By the time PC Thain returned with Doctor Llewelklyn, it was just after 4:00 in the morning. Thain was surprised to see  Thomkins and Bitten had beaten him back,  and he took it as his duty to keep those two men away from the body.  Dr. Llewelklyn immediately determined the woman (above) was dead, and that she had “severe injuries to her throat. Her hands and wrists were cold, but the body and lower extremities were warm...I believe she had not been dead more than half-an-hour.” That would have timed the murder just after PC Neil had made his previous pass down Buck's Row. After noting that there were no indications of a struggle and there was very little blood around the neck wounds, and no more than a half a wine glass of blood on the pavement around her - indicating the injuries were inflicted post mortem – Dr. Llewelklyn “...told the Officer Thain to see she was taken to the mortuary...” and left to return to his home.
While the doctor was making his exam, PC Neil ordered Constable Thain to take control of the scene while he began pounding on the gate of the Brown and Eagle stable. When no one responded, Neil then went back down the street to the Essex Wharf warehouse, where the night watchman said he had heard nothing. Neil returned to the scene just as the third officer, PC Jonas Mizen,  returned from Bethal Green station with the ambulance cart (above). Once the doctor released the body, the two officers loaded the dead woman onto the cart and they began to push her toward the Montegue Street Mortuary.

Exercise requirements>
Carry on the account of the Buck's Row murder from its last sentence.

Information given>

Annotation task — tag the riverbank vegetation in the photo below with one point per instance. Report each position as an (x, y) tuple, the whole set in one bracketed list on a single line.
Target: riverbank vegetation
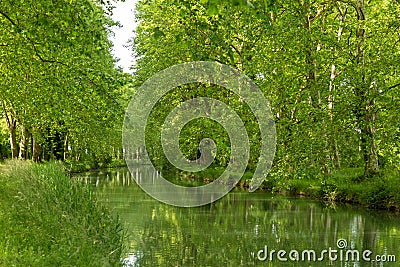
[(329, 70), (47, 219)]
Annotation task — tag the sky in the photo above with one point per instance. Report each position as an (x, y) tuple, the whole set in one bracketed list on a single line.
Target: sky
[(124, 13)]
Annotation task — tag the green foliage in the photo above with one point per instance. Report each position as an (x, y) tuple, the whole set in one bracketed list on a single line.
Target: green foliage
[(60, 84), (328, 70), (47, 219)]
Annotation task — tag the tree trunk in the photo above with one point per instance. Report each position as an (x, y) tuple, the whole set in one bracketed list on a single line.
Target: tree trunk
[(12, 129), (13, 140), (23, 144), (366, 99), (65, 154)]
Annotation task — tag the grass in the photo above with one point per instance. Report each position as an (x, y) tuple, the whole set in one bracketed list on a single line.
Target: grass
[(47, 219)]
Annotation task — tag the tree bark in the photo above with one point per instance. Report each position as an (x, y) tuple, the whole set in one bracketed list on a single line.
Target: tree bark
[(23, 144), (366, 99), (12, 129)]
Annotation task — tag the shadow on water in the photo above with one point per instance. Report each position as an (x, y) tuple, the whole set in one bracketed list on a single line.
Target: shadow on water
[(246, 229)]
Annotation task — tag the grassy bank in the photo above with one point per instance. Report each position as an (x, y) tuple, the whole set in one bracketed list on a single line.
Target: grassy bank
[(49, 220), (348, 186)]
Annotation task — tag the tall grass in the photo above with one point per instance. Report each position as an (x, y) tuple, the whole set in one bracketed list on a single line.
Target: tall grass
[(47, 219)]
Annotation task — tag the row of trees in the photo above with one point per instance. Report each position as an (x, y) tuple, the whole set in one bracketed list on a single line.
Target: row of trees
[(59, 86), (328, 68)]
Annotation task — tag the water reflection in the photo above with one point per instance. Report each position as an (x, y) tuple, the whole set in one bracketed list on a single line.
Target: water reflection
[(231, 231)]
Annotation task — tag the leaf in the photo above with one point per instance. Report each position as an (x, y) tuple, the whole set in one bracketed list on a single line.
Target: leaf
[(158, 33)]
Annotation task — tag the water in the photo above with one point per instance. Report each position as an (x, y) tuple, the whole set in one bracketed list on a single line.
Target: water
[(242, 229)]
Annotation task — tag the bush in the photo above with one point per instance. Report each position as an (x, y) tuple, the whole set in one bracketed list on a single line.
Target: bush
[(47, 219)]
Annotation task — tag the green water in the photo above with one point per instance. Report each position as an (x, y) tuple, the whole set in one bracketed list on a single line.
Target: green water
[(233, 230)]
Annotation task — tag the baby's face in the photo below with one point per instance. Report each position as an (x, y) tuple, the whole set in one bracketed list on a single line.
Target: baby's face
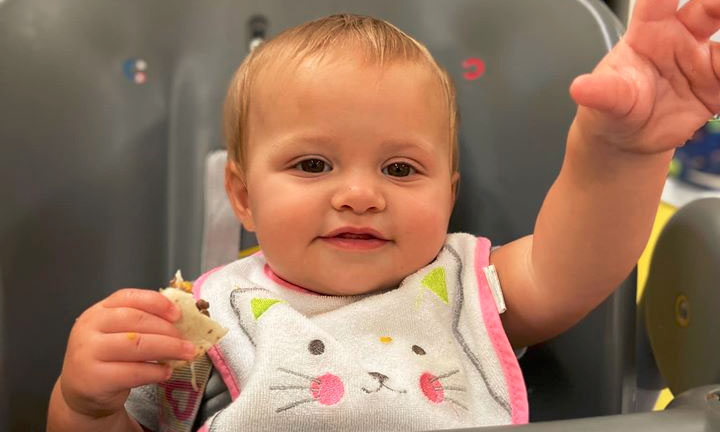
[(348, 180)]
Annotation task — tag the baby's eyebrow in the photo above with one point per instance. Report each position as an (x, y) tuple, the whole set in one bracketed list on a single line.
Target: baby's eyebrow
[(401, 145), (391, 145)]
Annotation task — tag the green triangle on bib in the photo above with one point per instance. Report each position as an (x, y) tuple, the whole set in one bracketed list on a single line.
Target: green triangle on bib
[(435, 282), (260, 305)]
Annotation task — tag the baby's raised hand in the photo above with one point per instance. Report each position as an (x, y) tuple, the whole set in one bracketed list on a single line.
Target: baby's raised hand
[(114, 346), (659, 84)]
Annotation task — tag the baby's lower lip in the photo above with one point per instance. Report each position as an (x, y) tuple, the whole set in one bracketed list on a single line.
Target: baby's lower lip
[(355, 243)]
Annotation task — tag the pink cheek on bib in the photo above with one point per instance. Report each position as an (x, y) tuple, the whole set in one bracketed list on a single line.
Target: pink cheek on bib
[(327, 389), (431, 387)]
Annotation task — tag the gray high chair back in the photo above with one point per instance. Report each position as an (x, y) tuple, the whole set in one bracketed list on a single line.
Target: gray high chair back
[(109, 110)]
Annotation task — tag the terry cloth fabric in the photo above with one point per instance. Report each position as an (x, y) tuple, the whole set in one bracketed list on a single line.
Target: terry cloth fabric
[(430, 354)]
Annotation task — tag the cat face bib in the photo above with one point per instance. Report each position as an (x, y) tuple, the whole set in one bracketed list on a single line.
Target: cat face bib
[(429, 354)]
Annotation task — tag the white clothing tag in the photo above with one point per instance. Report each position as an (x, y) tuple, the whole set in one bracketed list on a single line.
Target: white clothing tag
[(494, 282)]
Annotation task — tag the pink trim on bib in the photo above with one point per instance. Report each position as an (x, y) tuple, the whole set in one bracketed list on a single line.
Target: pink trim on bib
[(214, 353), (510, 367)]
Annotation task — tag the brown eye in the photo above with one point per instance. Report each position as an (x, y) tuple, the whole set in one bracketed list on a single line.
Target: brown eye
[(316, 347), (399, 169), (313, 166)]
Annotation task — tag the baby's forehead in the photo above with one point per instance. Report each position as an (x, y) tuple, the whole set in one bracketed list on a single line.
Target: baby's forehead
[(282, 73)]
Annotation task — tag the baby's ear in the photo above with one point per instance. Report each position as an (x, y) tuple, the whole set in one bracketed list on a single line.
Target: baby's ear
[(238, 194)]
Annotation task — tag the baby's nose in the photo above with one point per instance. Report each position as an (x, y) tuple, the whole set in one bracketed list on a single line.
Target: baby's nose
[(359, 198)]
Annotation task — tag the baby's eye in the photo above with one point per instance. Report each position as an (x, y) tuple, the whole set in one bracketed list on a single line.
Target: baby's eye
[(313, 165), (399, 169)]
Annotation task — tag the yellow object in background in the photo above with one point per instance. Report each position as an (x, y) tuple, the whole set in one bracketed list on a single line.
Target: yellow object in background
[(665, 212)]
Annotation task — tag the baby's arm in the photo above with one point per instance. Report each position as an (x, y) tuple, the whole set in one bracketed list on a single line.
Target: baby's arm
[(111, 349), (646, 97)]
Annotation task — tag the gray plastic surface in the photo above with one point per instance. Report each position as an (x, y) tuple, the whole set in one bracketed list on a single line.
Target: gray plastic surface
[(697, 410), (103, 177)]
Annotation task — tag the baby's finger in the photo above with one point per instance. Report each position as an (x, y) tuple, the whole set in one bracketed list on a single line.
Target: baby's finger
[(146, 300), (134, 347), (701, 17), (122, 376), (124, 319), (606, 92), (653, 10)]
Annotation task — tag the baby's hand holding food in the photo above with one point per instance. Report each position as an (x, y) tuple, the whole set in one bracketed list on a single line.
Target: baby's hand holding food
[(119, 343)]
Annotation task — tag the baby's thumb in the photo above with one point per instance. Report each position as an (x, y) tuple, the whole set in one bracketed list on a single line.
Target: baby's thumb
[(609, 93)]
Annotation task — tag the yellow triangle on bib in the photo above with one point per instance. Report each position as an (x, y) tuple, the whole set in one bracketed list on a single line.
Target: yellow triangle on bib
[(435, 282), (260, 305)]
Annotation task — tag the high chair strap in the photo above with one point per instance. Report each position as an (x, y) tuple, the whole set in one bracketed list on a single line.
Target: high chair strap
[(180, 397)]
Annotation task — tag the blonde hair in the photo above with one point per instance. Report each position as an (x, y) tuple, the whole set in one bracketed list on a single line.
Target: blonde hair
[(380, 42)]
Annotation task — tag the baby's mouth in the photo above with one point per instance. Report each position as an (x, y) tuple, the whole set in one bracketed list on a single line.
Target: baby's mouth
[(355, 239)]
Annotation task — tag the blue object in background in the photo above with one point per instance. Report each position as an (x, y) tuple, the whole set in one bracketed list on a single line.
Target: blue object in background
[(698, 162)]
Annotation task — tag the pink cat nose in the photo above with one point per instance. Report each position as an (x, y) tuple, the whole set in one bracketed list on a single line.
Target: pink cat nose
[(378, 376), (327, 389), (432, 388)]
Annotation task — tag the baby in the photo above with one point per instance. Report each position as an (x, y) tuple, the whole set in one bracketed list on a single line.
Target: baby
[(361, 312)]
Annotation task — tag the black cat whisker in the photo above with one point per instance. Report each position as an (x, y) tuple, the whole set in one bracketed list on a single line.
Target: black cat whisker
[(454, 388), (453, 401), (289, 387), (451, 373), (298, 374), (294, 404)]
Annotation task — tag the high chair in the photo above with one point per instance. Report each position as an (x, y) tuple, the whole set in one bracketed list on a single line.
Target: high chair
[(111, 113)]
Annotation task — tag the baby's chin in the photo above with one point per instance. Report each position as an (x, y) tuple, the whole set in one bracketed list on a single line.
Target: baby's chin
[(352, 287)]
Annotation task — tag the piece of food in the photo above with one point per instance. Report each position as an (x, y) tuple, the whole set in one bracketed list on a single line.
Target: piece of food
[(195, 323)]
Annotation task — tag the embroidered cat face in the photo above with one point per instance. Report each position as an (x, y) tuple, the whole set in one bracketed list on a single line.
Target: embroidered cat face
[(318, 363)]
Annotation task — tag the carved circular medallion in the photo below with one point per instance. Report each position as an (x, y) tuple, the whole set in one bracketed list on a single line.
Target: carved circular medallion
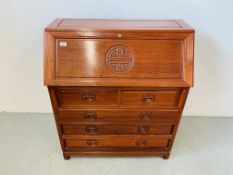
[(119, 59)]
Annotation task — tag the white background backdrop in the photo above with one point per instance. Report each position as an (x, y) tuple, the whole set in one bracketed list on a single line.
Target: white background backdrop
[(21, 47)]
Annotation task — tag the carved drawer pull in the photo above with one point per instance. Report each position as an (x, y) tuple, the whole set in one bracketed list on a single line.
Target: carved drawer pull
[(91, 129), (92, 142), (90, 115), (89, 98), (146, 115), (148, 98), (141, 142), (143, 129)]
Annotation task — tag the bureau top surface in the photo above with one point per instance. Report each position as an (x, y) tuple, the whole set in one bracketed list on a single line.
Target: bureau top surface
[(107, 24)]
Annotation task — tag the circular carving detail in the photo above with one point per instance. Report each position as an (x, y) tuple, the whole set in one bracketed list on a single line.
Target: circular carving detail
[(119, 59)]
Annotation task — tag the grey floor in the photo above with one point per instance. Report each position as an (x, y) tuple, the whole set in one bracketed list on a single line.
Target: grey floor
[(29, 146)]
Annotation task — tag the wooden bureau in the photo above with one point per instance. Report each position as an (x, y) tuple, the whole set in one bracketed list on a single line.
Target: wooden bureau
[(118, 87)]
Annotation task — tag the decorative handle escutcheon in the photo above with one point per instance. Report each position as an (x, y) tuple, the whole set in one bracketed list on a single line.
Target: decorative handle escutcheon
[(90, 115), (91, 129), (148, 98), (141, 142), (143, 129), (89, 98), (92, 142), (146, 115)]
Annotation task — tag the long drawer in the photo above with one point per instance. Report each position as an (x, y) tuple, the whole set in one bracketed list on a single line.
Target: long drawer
[(117, 115), (71, 129), (116, 141)]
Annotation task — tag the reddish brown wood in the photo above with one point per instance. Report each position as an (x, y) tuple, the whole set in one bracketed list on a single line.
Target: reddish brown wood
[(118, 87), (93, 129), (114, 141)]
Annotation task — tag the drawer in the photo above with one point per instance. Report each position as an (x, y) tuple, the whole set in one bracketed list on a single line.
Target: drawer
[(149, 99), (117, 115), (71, 97), (69, 129), (117, 141)]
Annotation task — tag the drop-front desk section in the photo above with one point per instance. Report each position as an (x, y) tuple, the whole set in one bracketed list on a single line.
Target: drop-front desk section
[(118, 87)]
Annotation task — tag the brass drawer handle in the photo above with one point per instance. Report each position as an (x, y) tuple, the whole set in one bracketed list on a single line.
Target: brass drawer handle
[(92, 142), (146, 115), (89, 98), (90, 115), (143, 129), (91, 129), (141, 142), (148, 98)]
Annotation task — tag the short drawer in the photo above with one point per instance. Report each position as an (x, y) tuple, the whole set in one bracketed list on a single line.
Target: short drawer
[(154, 98), (117, 141), (71, 97), (70, 129), (117, 115)]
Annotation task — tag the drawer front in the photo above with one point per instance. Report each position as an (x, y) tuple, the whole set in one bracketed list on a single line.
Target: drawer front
[(104, 58), (147, 99), (71, 97), (117, 141), (116, 115), (116, 129)]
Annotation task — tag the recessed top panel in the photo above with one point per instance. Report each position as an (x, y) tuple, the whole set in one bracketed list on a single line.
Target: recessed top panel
[(106, 24), (124, 24)]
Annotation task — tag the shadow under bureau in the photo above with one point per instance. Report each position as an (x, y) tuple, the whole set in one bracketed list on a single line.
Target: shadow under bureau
[(118, 87)]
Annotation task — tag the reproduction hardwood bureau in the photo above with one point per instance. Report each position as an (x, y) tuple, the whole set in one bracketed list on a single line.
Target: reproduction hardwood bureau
[(118, 87)]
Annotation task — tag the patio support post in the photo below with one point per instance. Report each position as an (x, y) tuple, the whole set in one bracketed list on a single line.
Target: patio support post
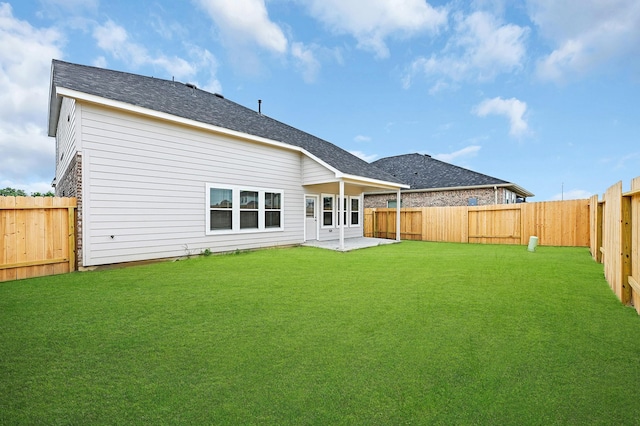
[(341, 214), (398, 202)]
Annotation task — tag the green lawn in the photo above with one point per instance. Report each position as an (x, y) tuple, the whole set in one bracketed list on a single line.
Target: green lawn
[(410, 333)]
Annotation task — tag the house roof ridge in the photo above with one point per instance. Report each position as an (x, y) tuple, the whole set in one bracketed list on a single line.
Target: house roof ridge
[(182, 100)]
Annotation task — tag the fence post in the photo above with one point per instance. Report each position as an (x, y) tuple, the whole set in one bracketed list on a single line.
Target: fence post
[(626, 249)]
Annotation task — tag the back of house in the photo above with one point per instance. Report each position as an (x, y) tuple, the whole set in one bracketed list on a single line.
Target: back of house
[(163, 169)]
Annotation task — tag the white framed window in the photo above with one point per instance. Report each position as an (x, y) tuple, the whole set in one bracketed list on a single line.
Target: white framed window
[(328, 210), (345, 211), (354, 211), (351, 211), (236, 209)]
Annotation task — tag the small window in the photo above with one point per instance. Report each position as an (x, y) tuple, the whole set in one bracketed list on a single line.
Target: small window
[(272, 209), (345, 212), (237, 209), (221, 205), (248, 209), (327, 210), (355, 211)]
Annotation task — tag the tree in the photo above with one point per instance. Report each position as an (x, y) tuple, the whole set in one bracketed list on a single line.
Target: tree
[(10, 192)]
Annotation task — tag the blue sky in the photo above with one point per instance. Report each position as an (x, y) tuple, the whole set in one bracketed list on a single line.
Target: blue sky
[(541, 93)]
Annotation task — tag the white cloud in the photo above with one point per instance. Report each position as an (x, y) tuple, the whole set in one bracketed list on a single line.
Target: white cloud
[(26, 53), (376, 20), (586, 34), (366, 157), (573, 194), (246, 21), (513, 109), (305, 61), (464, 153), (480, 49), (114, 39)]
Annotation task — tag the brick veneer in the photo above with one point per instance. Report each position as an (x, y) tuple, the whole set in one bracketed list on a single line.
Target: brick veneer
[(484, 196)]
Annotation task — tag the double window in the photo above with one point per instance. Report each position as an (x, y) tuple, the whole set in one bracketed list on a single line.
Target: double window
[(350, 211), (240, 209)]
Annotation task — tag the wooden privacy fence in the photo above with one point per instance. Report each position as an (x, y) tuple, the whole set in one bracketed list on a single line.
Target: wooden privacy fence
[(555, 223), (37, 236), (615, 240)]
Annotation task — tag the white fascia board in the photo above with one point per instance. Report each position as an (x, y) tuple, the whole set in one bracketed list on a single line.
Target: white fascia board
[(62, 92)]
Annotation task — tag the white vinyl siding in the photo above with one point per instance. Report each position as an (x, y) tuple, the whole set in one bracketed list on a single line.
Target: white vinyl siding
[(144, 188), (314, 173)]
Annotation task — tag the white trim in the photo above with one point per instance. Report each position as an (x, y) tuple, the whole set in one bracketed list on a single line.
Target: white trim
[(235, 210), (333, 211), (316, 197), (341, 215), (350, 211), (64, 92)]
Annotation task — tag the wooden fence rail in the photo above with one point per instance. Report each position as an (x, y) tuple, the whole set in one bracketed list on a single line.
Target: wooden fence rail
[(37, 236), (615, 240), (555, 223)]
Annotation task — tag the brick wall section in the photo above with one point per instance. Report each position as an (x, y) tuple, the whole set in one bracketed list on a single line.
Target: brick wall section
[(485, 196), (71, 186)]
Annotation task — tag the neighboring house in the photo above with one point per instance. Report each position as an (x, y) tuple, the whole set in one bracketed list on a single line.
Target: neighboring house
[(162, 169), (436, 183)]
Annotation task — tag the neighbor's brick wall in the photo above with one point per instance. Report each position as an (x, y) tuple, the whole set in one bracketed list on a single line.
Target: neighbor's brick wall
[(437, 199), (71, 186)]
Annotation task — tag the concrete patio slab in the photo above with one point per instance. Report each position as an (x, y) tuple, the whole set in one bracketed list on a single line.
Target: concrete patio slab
[(349, 243)]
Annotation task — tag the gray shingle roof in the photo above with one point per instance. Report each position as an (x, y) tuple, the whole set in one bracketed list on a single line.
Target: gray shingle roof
[(423, 172), (180, 100)]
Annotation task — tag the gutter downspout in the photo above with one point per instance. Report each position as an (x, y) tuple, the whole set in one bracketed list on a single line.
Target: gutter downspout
[(341, 214), (398, 200)]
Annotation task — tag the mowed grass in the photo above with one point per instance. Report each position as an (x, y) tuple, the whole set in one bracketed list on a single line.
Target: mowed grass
[(410, 333)]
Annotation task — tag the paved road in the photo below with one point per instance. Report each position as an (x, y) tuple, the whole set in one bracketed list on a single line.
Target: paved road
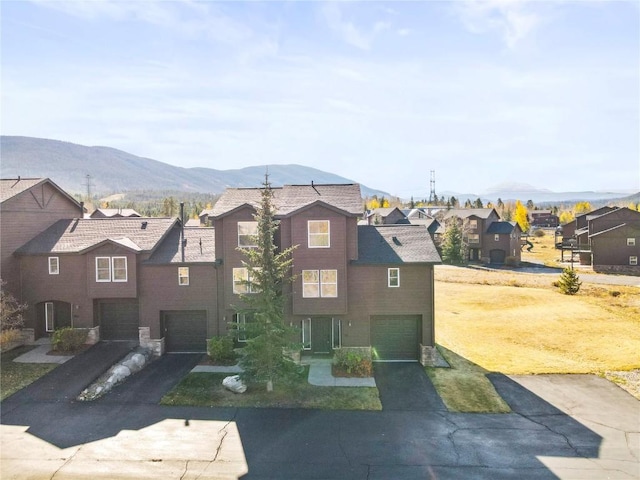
[(567, 427)]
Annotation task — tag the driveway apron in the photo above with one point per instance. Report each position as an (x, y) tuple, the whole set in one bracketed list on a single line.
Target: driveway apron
[(405, 386), (64, 383)]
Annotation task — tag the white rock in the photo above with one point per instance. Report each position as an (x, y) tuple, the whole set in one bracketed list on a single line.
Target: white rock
[(235, 384)]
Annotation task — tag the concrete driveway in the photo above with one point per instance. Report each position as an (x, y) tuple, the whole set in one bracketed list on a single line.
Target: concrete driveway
[(568, 427)]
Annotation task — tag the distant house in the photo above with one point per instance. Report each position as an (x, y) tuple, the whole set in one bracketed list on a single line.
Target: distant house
[(27, 207), (488, 239), (114, 212), (385, 216), (544, 218)]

Written answer>
Just about then, Sargent Kirby from the Bethal Green station arrived to take charge of the scene - or what remained of it. PCs Neil and Mizen were pushing the ambulance toward the Montague Street mortuary,. so, by 4:20  that morning, less than an hour after her murder, not much more than 30 minutes after the discovery of her body,  and with two gawkers having already peered at her corpse, the dead woman had been removed from the scene, and a young boy from a house across the street had commenced to washing the blood off the cobblestones. And so far everything that had been done, was according to Metropolitan Police regulations.
It was at the mortuary that things went "pear shaped". It was around 4:30 in the morning when 53 year old Robert Mann, a ten year Whitechapel Workhouse resident because of “confusion” and a Mortuary attendant, opened the shed for Constables Neil and Mizen. They transferred the body to an exam table (above), and left. And then Mann locked the shed again, and went to his spare institutional breakfast. After eating,  Mann and his 68 year old assistant and fellow workhouse inmate, James Hatfield, returned to the mortuary, and, trying to be helpful, decided to strip and wash the body.
Perhaps the infirmary nurses who were supposed to preform this function, were unavailable at this time of day.  But the two men, one easily confused because of an injury and the other given to “fits”,  were left alone with the only valuable piece of evidence in this murder case, to exercise their own intuitive. With Mann's assistance Hatfield cut the clothes off the body, and dropped them on the dirt floor. Before they could do more damage,  Detective Inspector John Spratling from Bethnal Green Division arrived. He stopped the morgue attendants from any further tampering with the evidence, and sent for Dr. Llewelkyn to come at once.
It seems likely that neither Mann nor Hatfield ever had any idea what they had done wrong. And it also seems likely that their transgression had no substantial impact on the case. But their errors provided their “betters” with some one socially beneath them to blame for the failure to stop a horror they had not yet even begun to understand.